Slack digest for #general - 2019-10-04

Apache Pulsar Slack Fri, 04 Oct 2019 02:13:58 -0700

2019-10-03 12:02:10 UTC - Julien Lechalupé: Hello, i would like to know if 
Pulsar is able to support several millions of topics (3M to 4M in my use case) 
? I found this link: 
<https://github.com/apache/pulsar/wiki/PIP-8:-Pulsar-beyond-1M-topics>
Just wanted to know if this method is still up to date ?
----
2019-10-03 14:12:19 UTC - Raman Gupta: Would the best way to upgrade from a 
standalone Pulsar to a multi-node cluster be to configure synchronous 
geo-replication, wait for everything to be caught up, switch over the clients 
to the new cluster, and then finally shut down the standalone cluster?
----
2019-10-03 16:38:55 UTC - BigSam: @Ali Ahmed Thanks for your reply. The first 
try for the Java client on Android failed, seems the Java client is not pure 
Java. It depends on some native libraries that not compatible with Android. 
Will give a second try to look into the details.  
----
2019-10-03 16:43:34 UTC - Joshua Dunham: @Joshua Dunham has joined the channel
----
2019-10-03 16:44:50 UTC - Joshua Dunham: Hi Everyone
----
2019-10-03 16:45:28 UTC - Jon Bock: Welcome @Joshua Dunham!
----
2019-10-03 16:45:52 UTC - Joshua Dunham: I have a question on the schema 
registry component -- The docs say more info for integrations coming soon but 
I'm wondering if these include a hook into Apache Atlas.

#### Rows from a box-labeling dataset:
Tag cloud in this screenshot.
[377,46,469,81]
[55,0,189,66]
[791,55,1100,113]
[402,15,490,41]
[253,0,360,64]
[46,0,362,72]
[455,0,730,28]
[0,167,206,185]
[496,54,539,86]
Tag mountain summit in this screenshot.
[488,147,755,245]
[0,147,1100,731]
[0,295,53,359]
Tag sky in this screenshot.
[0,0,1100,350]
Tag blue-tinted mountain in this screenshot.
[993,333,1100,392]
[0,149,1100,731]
---
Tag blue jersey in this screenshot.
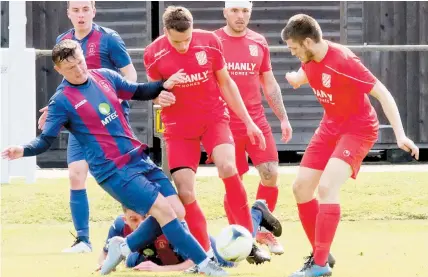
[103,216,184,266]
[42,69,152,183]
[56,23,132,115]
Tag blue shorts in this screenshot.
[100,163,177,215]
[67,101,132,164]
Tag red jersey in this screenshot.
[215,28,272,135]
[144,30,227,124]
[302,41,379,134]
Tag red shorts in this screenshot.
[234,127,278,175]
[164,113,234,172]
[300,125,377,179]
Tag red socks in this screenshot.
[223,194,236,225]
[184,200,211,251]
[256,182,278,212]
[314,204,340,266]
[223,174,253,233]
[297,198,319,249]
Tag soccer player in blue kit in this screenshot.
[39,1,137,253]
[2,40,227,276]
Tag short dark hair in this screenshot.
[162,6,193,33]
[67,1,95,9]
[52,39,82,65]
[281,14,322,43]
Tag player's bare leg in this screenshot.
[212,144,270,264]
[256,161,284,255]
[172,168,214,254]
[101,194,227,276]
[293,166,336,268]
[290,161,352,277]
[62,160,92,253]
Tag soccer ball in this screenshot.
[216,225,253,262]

#### Stated goal:
Please continue the Pulsar Slack digest, picking up right after Joshua Dunham's question about the schema registry and Apache Atlas.

#### Answer below:
----
2019-10-03 16:46:21 UTC - Raman Gupta: Its probbaly the native epoll stuff for 
Netty
----
2019-10-03 16:47:18 UTC - Ali Ahmed: @BigSam if you have a stacktrace please 
share it, I have not aware of required native dependencies. There should be a 
fallback
----
2019-10-03 16:48:31 UTC - Joshua Dunham: I have a standalone cluster running 
and it's been great so far. One concern is that many existing functions that 
the Apache foundation has 'solved' are being re-done in Pulsar. (Pulsar 
functions == Whisk, Pulsar Schema == Atlas).
----
2019-10-03 16:49:10 UTC - Matteo Merli: @BigSam there are few native library, 
in addition to netty, though these are all used in a way to fall back into pure 
java implementation
----
2019-10-03 16:51:51 UTC - Matteo Merli: The reasons for that was to have a 
self-contained and well integrated implementation.


For example, OpenWhisk would require a number of other supporting systems (from 
CouchBases on.. )

For schema registry, we wanted it to be an integral component of Pulsar, to 
enforce the schema at the broker level, and not introduce any other additional 
system dependencies.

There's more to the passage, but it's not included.